→ VORLIEGENDER TEXT:
==================================================
Ausgehend hiervon stellt das Berufungsgericht für den Bereich der Medizinprodukte fest, dass eine Unverhältnismäßigkeit dann in Betracht kommt, wenn die Verletzungsform die einzig verfügbare Behandlungsmöglichkeit ist oder eine Verbesserung der vorhandenen Behandlungen darstellt, die zu einer spürbaren Verbesserung der Patientenversorgung führt. 

Im Ergebnis entsprach das Berufungsgericht den Feststellungen der LK München, dass die XL-Variante der angegriffenen Ausführungsform vom Unterlassungsgebot ausgenommen sein müsse, sieht aber dennoch Korrekturbedarf bzgl. der Anordnung. Das Berufungsgericht ist insoweit der Ansicht, dass die Verfügbarkeit des Produkts nicht von Edwards‘ Bereitschaft abhängen sollte, das Portal zu erhalten, bzw. von der Einschätzung von Edwards‘ Ärzten. Es müsse vielmehr ausreichen, dass ein Arzt eines Patienten mitteilt, die Variante nutzen zu wollen und es sich hierbei um die einzige Möglichkeit handelt, den Patienten zu behandeln.
==================================================
→ BEREITGESTELLTE DATEN:
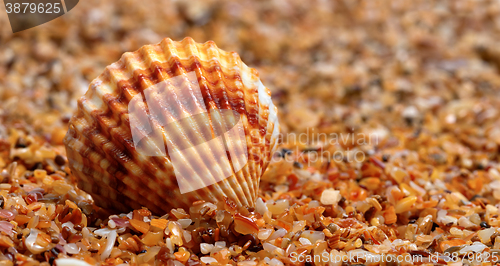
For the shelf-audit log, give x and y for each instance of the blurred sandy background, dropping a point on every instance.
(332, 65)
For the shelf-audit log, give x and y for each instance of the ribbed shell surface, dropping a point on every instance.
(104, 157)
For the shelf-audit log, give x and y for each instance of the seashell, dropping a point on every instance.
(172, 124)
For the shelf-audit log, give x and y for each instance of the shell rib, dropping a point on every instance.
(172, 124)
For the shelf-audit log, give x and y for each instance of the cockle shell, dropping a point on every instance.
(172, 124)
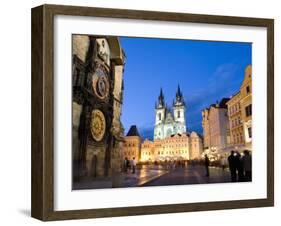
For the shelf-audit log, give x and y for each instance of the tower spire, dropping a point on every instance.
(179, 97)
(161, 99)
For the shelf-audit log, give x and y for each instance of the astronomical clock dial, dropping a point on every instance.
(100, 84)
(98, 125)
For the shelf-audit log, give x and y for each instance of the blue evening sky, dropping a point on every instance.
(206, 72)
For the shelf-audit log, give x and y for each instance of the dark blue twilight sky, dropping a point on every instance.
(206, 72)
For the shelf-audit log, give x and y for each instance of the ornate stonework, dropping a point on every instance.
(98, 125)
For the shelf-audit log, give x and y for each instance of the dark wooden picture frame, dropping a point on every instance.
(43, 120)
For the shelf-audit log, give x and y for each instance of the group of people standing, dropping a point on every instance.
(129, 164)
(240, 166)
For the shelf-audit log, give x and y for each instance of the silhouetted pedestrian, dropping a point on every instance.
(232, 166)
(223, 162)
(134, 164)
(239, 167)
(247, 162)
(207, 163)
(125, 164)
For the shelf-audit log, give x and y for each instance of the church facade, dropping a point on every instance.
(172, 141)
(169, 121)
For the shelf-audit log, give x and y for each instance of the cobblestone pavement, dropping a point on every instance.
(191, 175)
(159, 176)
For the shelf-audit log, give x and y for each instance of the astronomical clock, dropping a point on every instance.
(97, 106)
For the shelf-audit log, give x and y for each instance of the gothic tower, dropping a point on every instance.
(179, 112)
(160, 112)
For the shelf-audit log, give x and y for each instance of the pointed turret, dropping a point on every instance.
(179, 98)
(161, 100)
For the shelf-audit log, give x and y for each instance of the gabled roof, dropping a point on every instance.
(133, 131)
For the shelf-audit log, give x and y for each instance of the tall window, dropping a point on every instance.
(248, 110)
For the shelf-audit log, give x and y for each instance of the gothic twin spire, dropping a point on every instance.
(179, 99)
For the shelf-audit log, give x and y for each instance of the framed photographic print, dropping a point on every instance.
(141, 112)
==================================================
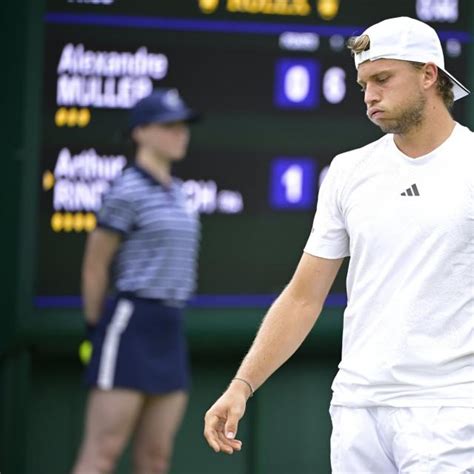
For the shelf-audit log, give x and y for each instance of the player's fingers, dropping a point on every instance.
==================================================
→ AUFGABENTEILE:
1. Erklären Sie in ein bis drei Sätzen, warum das Berufungsgericht laut dem Text über Medizinprodukte bei der Anordnung Korrekturbedarf sieht.
2. Welche Variante der angegriffenen Ausführungsform muss nach dem Text über Medizinprodukte vom Unterlassungsgebot ausgenommen sein?
3. Führen Sie den Text über Medizinprodukte bitte im Anschluss an seinen letzten Satz weiter.
Die Zeilen haben mit dem Text über Medizinprodukte nichts zu tun.

→ LÖSUNGEN:
1. Nach Ansicht des Berufungsgerichts darf die Verfügbarkeit des Produkts nicht davon abhängen, ob Edwards bereit ist, das Portal zu erhalten, oder wie Edwards' Ärzte die Lage einschätzen. Es soll vielmehr genügen, dass ein Arzt eines Patienten mitteilt, die Variante nutzen zu wollen, und dass dies die einzige Möglichkeit ist, den Patienten zu behandeln.

2. Die XL-Variante.

3.
Fazit

Was die vom Berufungsgericht erneut angeführten Auslegungsgrundsätze anbelangt, so ergeben sich diese entsprechend aus Art. 1 des Protokolls über die Auslegung des Artikels 69 EPÜ. Die Große Beschwerdekammer des EPA hat erst kürzlich in Sachen „Heated Aerosol Generating Article“ (EPA (GBK), Entscheidung vom 18.6.2025 – G 1/24) in entsprechender Weise die Grundsätze der Patentauslegung zusammengefasst. Auch in der deutschen Rechtsprechung sind diese Grundsätze anerkannt (vgl. bspw. BGH GRUR 2015, 875 – Rotorelemente). Das Berufungsgericht stellt klar, dass diese Auslegungsgrundsätze sowohl mit Blick auf die Verletzung als auch den Rechtsbestand gelten.

Was die Grundsätze zur Ermittlung des Vorliegens bzw. Nichtvorliegens erfinderischer Tätigkeit anbelangt, so bestätigt auch hier das Berufungsgericht seine bisherige Rechtsprechung, abstrahiert diese jedoch in Form eines Prüfungsschemas.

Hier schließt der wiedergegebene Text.